Please repeat the lines below word for word, leaving out the pictures.

(Image location labeling lines)
- - - - - - -
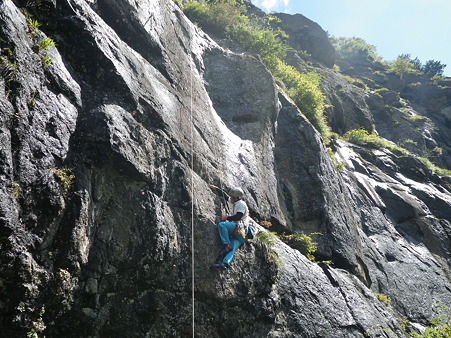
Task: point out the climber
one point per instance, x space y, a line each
232 229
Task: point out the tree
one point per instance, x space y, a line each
432 68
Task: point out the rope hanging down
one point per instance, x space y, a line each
192 193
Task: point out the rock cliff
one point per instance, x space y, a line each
105 158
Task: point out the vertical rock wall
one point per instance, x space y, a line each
106 152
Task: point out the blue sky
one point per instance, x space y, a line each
421 28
- - - - - - -
> **WRITTEN ANSWER**
Task: point out the climber
one point per instance, x space y, a line each
232 229
Task: point out the tree
one point per instance, x space y, a line each
432 68
Task: point out the rope hanging down
one point per instance, x space y, a line each
192 193
Task: point out the rock cliff
one point per instance, x space y, a line each
105 158
Task: point out the vertical rock wall
one point per instance, x space y, a line each
106 152
Task: point out the blue sky
one point per instance, x space y, a line each
421 28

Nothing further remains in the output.